Liderlik Neden Önemli?

      Yorum yok Liderlik Neden Önemli?

Bir kuruluşta ya da kişisel düzeyde değişim veya iyileştirme programı uygulayacaksanız, bu konuda iki temel yaklaşım bilinir. Birincisi, tebliğ yöntemidir; anlatırsınız. İkinci yol ise, temsil yaklaşımdır; değişimin yüzü siz olursunuz, değişimi ve yeni kültürü varlığınızla temsil edersiniz, diğerleri sizi örnek alır.

Kurumsal kültürün –aynı şekilde iş ve işletme kültürünün– yeterince gelişkin olmadığı topluluklarda tebliğ (anlatma, sözel veya yazılı aktarma), ancak yardımcı bir araç olabilir. Sadece anlatma üzerine kurgulanmış bir değişim programında kurumsal olması hedeflenen bilgiler buharlaşır gider, kalıcı hale gelmez. Bizim toplumumuzun günlük yaşamı ve iş-işletme deneyimi sayısız ‘buharlaşma’ örnekleri ile doludur. Tebliğ etme (anlatma) üzerine kurgulanmış tüm değişim ve iyileştirme çalışmaları, somut uygulamalara eklemlenmek durumundadır.

Örneğin bir işletmede toplam kalite yönetimi anlayışını yerleştirmek –dolayısıyla buna ilişkin kurumsal kültürü geliştirmek ve kalıcı hale getirmek– istiyorsanız, bu durumu her an yaşanır kılacak semboller yaratmalısınız. Duvarlara asacağınız cansız tabela veya pankartlara ya da ilan panosuna iliştireceğiniz süreç akışlarına ve talimatlara oranla daha başarılı olması gereken semboller ise temsil fonksiyonunu yerine getirecek yerel kurumsal liderlerdir. Toplumumuzun ve iş-işletme yaşamımızın başarı olarak kabul edilebilecek örneklerini incelediğimizde neredeyse tümünde liderlik fonksiyonunun etkin biçimde varlığını gözleriz.

•••

Görev Tanımları —
**1)** Aşağıdaki ifadelerin liderlik metniyle uyuşup uyuşmadığını belirleyin; her biri için evet ya da hayır deyin ve karar veren ifadeyi metinden aynen alıntılayın. (a) Değişim veya iyileştirme için bilinen iki temel yaklaşım tebliğ ve temsildir. (b) Yalnızca anlatmaya dayanan bir değişim programında hedeflenen bilgiler kalıcı hale gelir. (c) Duvarlara asılan tabelalar, yerel kurumsal liderlerden daha başarılı olması gereken semboller olarak gösterilir.
**2)** Liderlik metninde "Bir kuruluşta ya" sözcüklerini içeren yerden başlayıp "sizi örnek alır." sözcüklerinden sonra biten bölümü, "kuruluşta" yerine "şirkette" koyarak yeniden yazın.
**3)** Liderlik metnine göre toplumun ve iş-işletme yaşamının başarılı örneklerinin neredeyse tümünde ne gözlenir?

Veri Bölümü —
•••

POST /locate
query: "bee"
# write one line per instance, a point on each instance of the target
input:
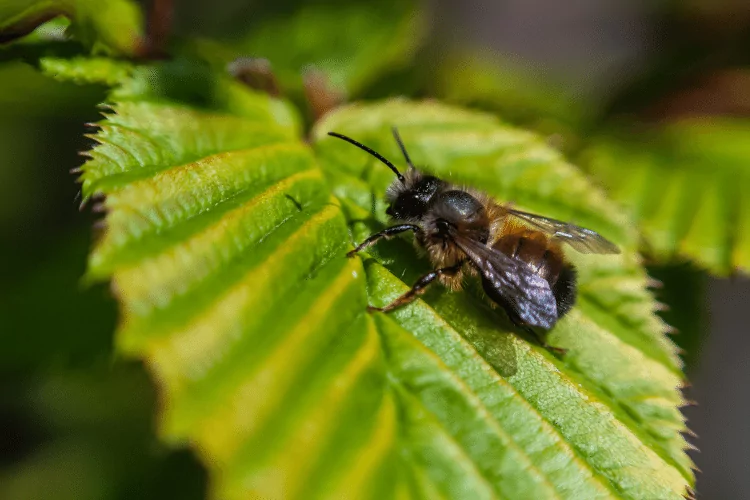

•••

Görevlerin Yanıtları —
**1)**
(a) Evet: "Birincisi, tebliğ yöntemidir; anlatırsınız. İkinci yol ise, temsil yaklaşımdır"
(b) Hayır: "kurumsal olması hedeflenen bilgiler buharlaşır gider, kalıcı hale gelmez"
(c) Hayır: "daha başarılı olması gereken semboller ise temsil fonksiyonunu yerine getirecek yerel kurumsal liderlerdir"

**2)**
Bir şirkette ya da kişisel düzeyde değişim veya iyileştirme programı uygulayacaksanız, bu konuda iki temel yaklaşım bilinir. Birincisi, tebliğ yöntemidir; anlatırsınız. İkinci yol ise, temsil yaklaşımdır; değişimin yüzü siz olursunuz, değişimi ve yeni kültürü varlığınızla temsil edersiniz, diğerleri sizi örnek alır.

**3)** Liderlik fonksiyonunun etkin biçimde varlığı gözlenir.